==== BRANO PROPOSTO ====

Il termine che ha da sempre accompagnato l’Africa, in particolare la regione subsahariana, è stato quello di “sottosviluppo”. Un continente, per alcuni, condannato in maniera irreversibile alla povertà, alle guerre, alle malattie che da lungo tempo affliggono questo territorio, tanto da spingere il settimanale “The Economist”, nel 2000, a definirlo un “continente senza speranza”. In realtà, gli ultimi dati raccolti, relativamente alle variazioni annue del Pil e del Pil pro capite, mostrano un’Africa diversa, nuova, “emergente”, la cui ripresa e accelerazione economica appare confermata da una crescita annua che supera il 5% medio a partire dal 2000 fino quasi a toccare il 6% nei cinque anni immediatamente precedenti la crisi economica globale.

====

» **COMPITO ASSEGNATO 1**
Indica se ciascuna affermazione concorda con il brano sulla crescita economica africana, rispondendo sì o no e citando le parole decisive del brano. (a) Nel 2000 il settimanale “The Economist” definì l’Africa un “continente senza speranza”. (b) A partire dal 2000 la crescita annua media dell’Africa è rimasta sotto il 5%. (c) I dati più recenti citati riguardano le variazioni annue del Pil e del Pil pro capite.
» **COMPITO ASSEGNATO 2**
Secondo il brano sulla crescita economica africana, quale termine ha da sempre accompagnato l’Africa?
» **COMPITO ASSEGNATO 3**
Prosegui il brano sulla crescita economica africana a partire dalla sua ultima frase.

==== INFORMAZIONI FORNITE ====

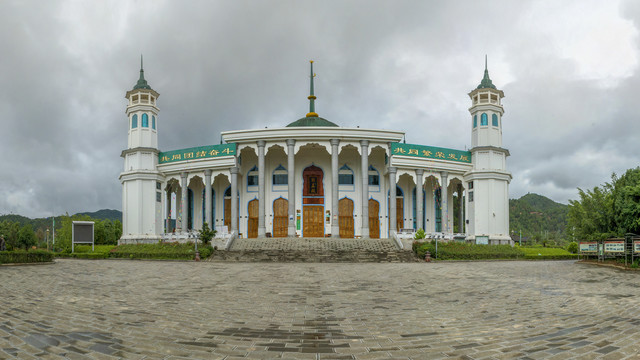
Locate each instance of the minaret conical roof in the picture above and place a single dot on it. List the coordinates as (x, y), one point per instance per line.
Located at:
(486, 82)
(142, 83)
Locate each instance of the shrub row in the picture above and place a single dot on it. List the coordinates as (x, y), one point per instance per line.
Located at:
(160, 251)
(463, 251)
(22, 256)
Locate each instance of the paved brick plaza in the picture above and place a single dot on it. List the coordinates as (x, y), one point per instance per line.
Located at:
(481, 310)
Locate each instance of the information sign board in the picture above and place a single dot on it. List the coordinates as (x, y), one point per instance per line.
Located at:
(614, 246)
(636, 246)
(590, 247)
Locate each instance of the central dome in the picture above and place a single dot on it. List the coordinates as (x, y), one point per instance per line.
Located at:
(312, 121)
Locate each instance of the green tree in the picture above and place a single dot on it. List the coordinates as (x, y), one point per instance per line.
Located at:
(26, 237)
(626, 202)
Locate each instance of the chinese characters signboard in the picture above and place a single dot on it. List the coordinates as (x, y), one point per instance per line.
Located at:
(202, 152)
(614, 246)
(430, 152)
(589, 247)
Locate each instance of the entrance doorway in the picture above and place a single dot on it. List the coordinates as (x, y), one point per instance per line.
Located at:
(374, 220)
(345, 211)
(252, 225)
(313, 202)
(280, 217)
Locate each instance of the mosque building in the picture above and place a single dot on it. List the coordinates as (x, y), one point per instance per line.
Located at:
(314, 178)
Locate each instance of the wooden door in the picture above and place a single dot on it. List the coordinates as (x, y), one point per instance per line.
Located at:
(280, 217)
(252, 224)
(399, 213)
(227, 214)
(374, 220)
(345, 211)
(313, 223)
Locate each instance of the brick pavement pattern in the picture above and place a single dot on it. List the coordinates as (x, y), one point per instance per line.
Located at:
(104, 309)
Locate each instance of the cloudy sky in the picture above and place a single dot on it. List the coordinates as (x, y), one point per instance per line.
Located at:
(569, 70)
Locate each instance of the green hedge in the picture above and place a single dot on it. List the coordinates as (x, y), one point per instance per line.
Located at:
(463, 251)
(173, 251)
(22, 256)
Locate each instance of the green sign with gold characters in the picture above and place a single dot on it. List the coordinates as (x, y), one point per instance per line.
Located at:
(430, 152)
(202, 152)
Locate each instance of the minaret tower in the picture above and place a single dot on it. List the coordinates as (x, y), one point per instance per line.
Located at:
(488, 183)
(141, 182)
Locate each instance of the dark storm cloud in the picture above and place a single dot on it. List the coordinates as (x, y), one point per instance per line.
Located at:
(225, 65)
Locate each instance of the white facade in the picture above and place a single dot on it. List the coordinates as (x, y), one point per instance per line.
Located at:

====
==== INFORMAZIONI FORNITE ====

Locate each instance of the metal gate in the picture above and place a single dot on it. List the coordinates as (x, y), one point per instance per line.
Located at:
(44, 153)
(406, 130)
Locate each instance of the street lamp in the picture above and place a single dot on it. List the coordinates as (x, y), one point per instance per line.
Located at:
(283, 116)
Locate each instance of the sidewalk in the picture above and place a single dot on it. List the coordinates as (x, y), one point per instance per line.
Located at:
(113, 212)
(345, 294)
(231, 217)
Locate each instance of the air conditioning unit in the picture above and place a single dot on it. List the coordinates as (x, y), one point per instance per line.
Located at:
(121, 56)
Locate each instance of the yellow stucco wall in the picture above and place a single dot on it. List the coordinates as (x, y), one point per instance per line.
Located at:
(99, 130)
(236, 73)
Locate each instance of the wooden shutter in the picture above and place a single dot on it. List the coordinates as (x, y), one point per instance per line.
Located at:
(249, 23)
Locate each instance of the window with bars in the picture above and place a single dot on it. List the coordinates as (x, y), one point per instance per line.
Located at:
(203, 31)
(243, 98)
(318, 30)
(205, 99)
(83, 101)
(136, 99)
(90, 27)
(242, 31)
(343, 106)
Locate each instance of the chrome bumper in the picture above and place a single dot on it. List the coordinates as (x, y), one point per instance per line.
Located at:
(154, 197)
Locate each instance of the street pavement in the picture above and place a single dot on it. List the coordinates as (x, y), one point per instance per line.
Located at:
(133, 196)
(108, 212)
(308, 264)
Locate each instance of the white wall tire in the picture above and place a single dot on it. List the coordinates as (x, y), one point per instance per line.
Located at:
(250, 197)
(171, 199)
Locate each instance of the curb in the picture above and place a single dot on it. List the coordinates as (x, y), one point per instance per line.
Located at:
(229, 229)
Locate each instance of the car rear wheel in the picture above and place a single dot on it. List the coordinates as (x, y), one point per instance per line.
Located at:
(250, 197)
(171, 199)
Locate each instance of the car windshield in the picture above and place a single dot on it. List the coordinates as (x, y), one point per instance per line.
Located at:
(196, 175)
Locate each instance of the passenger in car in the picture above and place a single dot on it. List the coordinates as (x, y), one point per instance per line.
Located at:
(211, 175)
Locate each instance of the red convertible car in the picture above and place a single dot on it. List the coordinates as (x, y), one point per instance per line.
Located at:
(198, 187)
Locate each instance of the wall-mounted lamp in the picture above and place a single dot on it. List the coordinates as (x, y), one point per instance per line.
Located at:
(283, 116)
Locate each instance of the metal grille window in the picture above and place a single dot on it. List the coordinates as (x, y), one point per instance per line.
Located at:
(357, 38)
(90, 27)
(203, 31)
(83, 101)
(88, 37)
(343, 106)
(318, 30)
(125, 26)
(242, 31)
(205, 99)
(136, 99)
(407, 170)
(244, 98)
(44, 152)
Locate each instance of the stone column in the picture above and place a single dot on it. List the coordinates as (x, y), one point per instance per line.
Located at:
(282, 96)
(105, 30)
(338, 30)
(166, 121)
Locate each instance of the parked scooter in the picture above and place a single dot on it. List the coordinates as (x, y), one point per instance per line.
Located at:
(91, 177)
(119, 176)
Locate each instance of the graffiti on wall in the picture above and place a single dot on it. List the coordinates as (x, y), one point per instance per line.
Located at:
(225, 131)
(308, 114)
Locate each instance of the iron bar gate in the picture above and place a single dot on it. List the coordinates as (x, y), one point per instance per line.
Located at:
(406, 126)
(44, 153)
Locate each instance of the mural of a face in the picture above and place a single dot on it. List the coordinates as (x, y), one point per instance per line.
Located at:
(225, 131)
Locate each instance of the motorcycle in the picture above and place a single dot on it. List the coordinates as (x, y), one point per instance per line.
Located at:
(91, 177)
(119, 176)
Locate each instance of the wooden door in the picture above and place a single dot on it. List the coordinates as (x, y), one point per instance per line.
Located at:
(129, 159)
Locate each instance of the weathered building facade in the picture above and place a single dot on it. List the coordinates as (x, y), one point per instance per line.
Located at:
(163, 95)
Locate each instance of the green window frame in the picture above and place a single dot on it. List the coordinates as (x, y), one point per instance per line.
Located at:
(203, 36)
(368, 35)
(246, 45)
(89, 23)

====

» **RISPOSTA ATTESA 1**
(a) Sì: «tanto da spingere il settimanale “The Economist”, nel 2000, a definirlo un “continente senza speranza”».
(b) No: «una crescita annua che supera il 5% medio a partire dal 2000».
(c) Sì: «gli ultimi dati raccolti, relativamente alle variazioni annue del Pil e del Pil pro capite».

» **RISPOSTA ATTESA 2**
Il termine “sottosviluppo”.

» **RISPOSTA ATTESA 3**
Si aggiunga, poi, che ben sei dei dieci paesi che, a livello mondiale, hanno ottenuto i maggiori tassi di crescita nel decennio passato sono paesi subsahariani (Angola, Nigeria, Etiopia, Ciad, Mozambico, Rwanda) e che si sono attestati attorno o al di sopra dell’8%. I progressi hanno investito non soltanto i settori agricolo, minerario e petrolifero, ma anche quelli relativi alle infrastrutture, alle telecomunicazioni e servizi bancari. I dati relativi alla crescita africana, che hanno cominciato a circolare intorno al 2005 ma che si sono consolidati solo negli anni più recenti, hanno generato un diffuso stupore e ottimismo tanto che lo stesso “The Economist”, tornando sui propri passi, ha dedicato al continente la copertina della sua rivista, nel 2008, con il titolo “There is Hope”, proprio a conferma di considerazioni generali sul continente di segno opposto a quelle tradizionalmente espresse.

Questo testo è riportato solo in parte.